**Problem description**: The response should consist of every line below, unchanged.

**Task inputs**:
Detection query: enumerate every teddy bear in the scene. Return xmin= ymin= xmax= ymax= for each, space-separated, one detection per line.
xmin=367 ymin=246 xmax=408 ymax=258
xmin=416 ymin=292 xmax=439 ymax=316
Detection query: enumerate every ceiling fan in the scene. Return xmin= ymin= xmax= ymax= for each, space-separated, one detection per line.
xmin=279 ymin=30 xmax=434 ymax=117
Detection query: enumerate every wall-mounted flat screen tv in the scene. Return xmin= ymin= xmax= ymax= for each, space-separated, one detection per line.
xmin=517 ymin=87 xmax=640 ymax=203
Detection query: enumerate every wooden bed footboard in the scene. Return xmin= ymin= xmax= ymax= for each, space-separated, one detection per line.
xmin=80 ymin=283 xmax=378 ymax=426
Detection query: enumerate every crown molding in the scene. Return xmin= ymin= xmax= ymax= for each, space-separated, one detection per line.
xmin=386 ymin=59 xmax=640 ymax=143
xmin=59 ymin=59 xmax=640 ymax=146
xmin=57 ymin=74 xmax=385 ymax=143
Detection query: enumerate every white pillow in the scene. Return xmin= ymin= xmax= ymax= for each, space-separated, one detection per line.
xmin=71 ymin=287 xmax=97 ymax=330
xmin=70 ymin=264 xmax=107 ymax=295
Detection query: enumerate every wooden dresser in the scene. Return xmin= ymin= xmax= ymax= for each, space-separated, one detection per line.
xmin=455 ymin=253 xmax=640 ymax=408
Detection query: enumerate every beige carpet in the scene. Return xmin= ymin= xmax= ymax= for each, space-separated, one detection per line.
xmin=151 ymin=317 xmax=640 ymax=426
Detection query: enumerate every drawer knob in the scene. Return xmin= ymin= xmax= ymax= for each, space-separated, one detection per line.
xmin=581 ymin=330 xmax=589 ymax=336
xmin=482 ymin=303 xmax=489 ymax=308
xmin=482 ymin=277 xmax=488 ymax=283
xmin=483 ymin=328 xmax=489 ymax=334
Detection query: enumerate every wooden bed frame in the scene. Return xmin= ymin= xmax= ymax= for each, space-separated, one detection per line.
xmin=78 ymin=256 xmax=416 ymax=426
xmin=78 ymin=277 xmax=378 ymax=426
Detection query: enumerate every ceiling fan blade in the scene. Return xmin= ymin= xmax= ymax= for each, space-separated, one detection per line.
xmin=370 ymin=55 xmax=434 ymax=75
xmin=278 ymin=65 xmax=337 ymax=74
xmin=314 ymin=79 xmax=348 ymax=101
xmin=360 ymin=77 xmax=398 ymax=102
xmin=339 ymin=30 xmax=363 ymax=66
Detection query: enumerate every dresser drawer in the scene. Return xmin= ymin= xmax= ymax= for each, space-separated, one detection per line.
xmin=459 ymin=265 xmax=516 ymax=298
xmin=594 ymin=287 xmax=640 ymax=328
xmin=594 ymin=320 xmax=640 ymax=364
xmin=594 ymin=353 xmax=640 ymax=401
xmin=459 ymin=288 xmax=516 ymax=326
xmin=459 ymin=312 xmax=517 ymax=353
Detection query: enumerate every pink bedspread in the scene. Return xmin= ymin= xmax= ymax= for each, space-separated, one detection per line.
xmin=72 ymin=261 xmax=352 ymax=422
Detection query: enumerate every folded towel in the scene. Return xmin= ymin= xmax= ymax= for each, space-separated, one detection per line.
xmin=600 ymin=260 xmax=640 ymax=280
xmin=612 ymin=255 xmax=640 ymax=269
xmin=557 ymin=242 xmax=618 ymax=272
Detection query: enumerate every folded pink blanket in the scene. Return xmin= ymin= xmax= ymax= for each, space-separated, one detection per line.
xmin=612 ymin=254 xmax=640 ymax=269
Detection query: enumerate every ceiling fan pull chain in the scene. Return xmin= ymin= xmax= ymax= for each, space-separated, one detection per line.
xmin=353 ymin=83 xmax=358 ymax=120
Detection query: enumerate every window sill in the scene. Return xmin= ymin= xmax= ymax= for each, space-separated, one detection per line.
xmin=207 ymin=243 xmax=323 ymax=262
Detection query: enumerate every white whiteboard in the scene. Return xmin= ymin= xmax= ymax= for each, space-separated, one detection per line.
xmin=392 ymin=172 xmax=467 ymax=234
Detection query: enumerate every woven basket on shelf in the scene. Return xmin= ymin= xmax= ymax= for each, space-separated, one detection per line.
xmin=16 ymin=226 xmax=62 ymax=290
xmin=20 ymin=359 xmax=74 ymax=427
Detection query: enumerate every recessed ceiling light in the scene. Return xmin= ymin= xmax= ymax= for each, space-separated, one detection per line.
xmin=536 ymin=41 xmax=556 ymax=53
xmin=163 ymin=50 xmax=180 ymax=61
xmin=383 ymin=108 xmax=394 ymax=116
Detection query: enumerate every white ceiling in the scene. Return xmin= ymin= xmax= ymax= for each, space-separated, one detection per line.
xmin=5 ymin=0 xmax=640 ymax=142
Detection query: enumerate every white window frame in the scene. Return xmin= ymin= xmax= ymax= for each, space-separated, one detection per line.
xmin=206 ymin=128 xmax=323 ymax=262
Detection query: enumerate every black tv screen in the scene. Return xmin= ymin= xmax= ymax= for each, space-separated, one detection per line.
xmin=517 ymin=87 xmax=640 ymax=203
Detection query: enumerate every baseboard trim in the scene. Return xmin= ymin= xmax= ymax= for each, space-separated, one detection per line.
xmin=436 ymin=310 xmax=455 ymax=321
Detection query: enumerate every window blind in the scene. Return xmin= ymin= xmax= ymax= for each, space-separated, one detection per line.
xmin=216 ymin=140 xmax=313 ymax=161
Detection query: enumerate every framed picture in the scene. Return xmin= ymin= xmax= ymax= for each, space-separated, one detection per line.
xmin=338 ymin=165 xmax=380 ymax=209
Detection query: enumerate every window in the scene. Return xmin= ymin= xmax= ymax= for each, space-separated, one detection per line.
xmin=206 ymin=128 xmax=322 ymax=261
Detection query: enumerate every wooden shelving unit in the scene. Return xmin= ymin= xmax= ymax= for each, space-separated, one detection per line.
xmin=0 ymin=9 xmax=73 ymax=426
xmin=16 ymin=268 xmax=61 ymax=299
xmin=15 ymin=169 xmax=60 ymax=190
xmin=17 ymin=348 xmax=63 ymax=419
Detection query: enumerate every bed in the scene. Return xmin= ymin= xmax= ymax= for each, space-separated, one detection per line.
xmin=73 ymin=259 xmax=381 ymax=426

**Written answer**:
Detection query: enumerate every teddy bear in the scene. Return xmin= ymin= xmax= ymax= for each, space-separated, one detection per line.
xmin=367 ymin=246 xmax=408 ymax=258
xmin=416 ymin=292 xmax=439 ymax=316
Detection query: enumerate every ceiling fan in the scene. Return xmin= ymin= xmax= ymax= for each, space-separated, one detection per line.
xmin=279 ymin=30 xmax=434 ymax=117
Detection query: enumerate every wall-mounted flat screen tv in the scene. Return xmin= ymin= xmax= ymax= for each, space-separated, one detection per line.
xmin=517 ymin=87 xmax=640 ymax=203
Detection query: enumerate every wooden bed footboard in the scene. Return xmin= ymin= xmax= ymax= for each, space-separated, one detection per line.
xmin=80 ymin=283 xmax=378 ymax=426
Detection query: enumerate every crown molding in the scene. Return xmin= ymin= xmax= ymax= for each, space-separated, one detection per line.
xmin=386 ymin=59 xmax=640 ymax=143
xmin=59 ymin=59 xmax=640 ymax=146
xmin=57 ymin=74 xmax=385 ymax=143
Detection query: enumerate every white pillow in the scene. Return xmin= ymin= xmax= ymax= for each, space-separated, one detection per line.
xmin=71 ymin=287 xmax=97 ymax=330
xmin=70 ymin=264 xmax=107 ymax=295
Detection query: enumerate every wooden dresser in the scene. Return xmin= ymin= xmax= ymax= for each, space-separated, one detection per line.
xmin=455 ymin=253 xmax=640 ymax=408
Detection query: enumerate every beige carpet in the scene. Return xmin= ymin= xmax= ymax= for each, space-separated, one detection per line.
xmin=151 ymin=317 xmax=640 ymax=426
Detection query: enumerate every drawer knob in the scene. Return xmin= ymin= xmax= ymax= for each, space-separated, one detection per line.
xmin=581 ymin=330 xmax=589 ymax=336
xmin=482 ymin=303 xmax=489 ymax=308
xmin=482 ymin=277 xmax=488 ymax=283
xmin=483 ymin=328 xmax=489 ymax=334
Detection query: enumerate every wooden bed frame in the scene. Return xmin= ymin= xmax= ymax= for each, space-separated, one detection per line.
xmin=78 ymin=256 xmax=416 ymax=426
xmin=78 ymin=277 xmax=378 ymax=426
Detection query: enumerate every ceiling fan blade in the scene. Return xmin= ymin= xmax= ymax= for each, space-separated, one detection per line.
xmin=370 ymin=55 xmax=434 ymax=75
xmin=278 ymin=65 xmax=337 ymax=74
xmin=314 ymin=79 xmax=348 ymax=101
xmin=360 ymin=77 xmax=398 ymax=102
xmin=339 ymin=30 xmax=363 ymax=66
Detection query: enumerate every dresser drawer in the scene. Return xmin= ymin= xmax= ymax= for each, space-separated, one detection per line.
xmin=459 ymin=265 xmax=516 ymax=298
xmin=594 ymin=287 xmax=640 ymax=328
xmin=594 ymin=320 xmax=640 ymax=364
xmin=594 ymin=353 xmax=640 ymax=401
xmin=459 ymin=288 xmax=516 ymax=326
xmin=459 ymin=312 xmax=517 ymax=353
Detection query: enumerate every pink bedspread in the scene. Return xmin= ymin= xmax= ymax= for each, space-separated, one detection per line.
xmin=72 ymin=261 xmax=352 ymax=422
Detection query: enumerate every folded towel in the scene. Return xmin= ymin= xmax= ymax= for each, space-separated, one detection per line.
xmin=600 ymin=260 xmax=640 ymax=280
xmin=612 ymin=255 xmax=640 ymax=269
xmin=557 ymin=242 xmax=618 ymax=272
Detection query: enumerate every folded pink blanket in the scene. Return xmin= ymin= xmax= ymax= for each, space-separated, one detection per line.
xmin=612 ymin=254 xmax=640 ymax=269
Detection query: enumerate every ceiling fan pull chain in the scene. Return xmin= ymin= xmax= ymax= for each, space-separated, one detection per line.
xmin=353 ymin=83 xmax=358 ymax=120
Detection query: enumerate every window sill in the scene. Return xmin= ymin= xmax= ymax= for each, space-separated, one detection per line.
xmin=207 ymin=243 xmax=323 ymax=262
Detection query: enumerate every white whiteboard in the scene. Return xmin= ymin= xmax= ymax= for each, space-separated, one detection per line.
xmin=392 ymin=172 xmax=467 ymax=234
Detection query: enumerate every woven basket on shelf in the scene. Return xmin= ymin= xmax= ymax= for each, space-separated, one detection per line.
xmin=16 ymin=226 xmax=62 ymax=290
xmin=20 ymin=359 xmax=74 ymax=427
Detection query: enumerate every recessed ceiling light in the scene. Return xmin= ymin= xmax= ymax= for each, space-separated, one detection per line.
xmin=536 ymin=41 xmax=556 ymax=53
xmin=163 ymin=50 xmax=180 ymax=61
xmin=383 ymin=108 xmax=394 ymax=116
Detection query: enumerate every white ceiling in the scene. Return xmin= ymin= xmax= ymax= for each, space-separated, one detection per line.
xmin=5 ymin=0 xmax=640 ymax=142
Detection query: enumerate every white window frame in the scene. Return xmin= ymin= xmax= ymax= for each, space-separated, one detection per line.
xmin=206 ymin=128 xmax=323 ymax=262
Detection query: enumerate every black tv screen in the scene. Return xmin= ymin= xmax= ymax= for each, space-separated, one detection per line.
xmin=517 ymin=87 xmax=640 ymax=203
Detection query: enumerate every baseboard trim in the scene. Return xmin= ymin= xmax= ymax= for each, space-separated, one detection per line.
xmin=436 ymin=310 xmax=455 ymax=321
Detection query: enumerate every window blind in the scene. Return xmin= ymin= xmax= ymax= for each, space-separated, one detection per line.
xmin=216 ymin=140 xmax=313 ymax=161
Detection query: enumerate every framed picture in the scene. Return xmin= ymin= xmax= ymax= for each, space-separated, one detection per line.
xmin=338 ymin=165 xmax=380 ymax=209
Detection query: enumerate every window in the scene. Return xmin= ymin= xmax= ymax= for each, space-separated, one detection per line.
xmin=206 ymin=128 xmax=322 ymax=261
Detection query: enumerate every wooden shelving unit in the scene. Return xmin= ymin= xmax= ymax= for each, space-separated, one detection per line.
xmin=0 ymin=9 xmax=73 ymax=426
xmin=16 ymin=268 xmax=61 ymax=299
xmin=15 ymin=169 xmax=60 ymax=190
xmin=17 ymin=348 xmax=63 ymax=419
Detection query: enumerate every bed in the scene. Return xmin= ymin= xmax= ymax= for each, space-separated, one detection per line.
xmin=73 ymin=259 xmax=381 ymax=426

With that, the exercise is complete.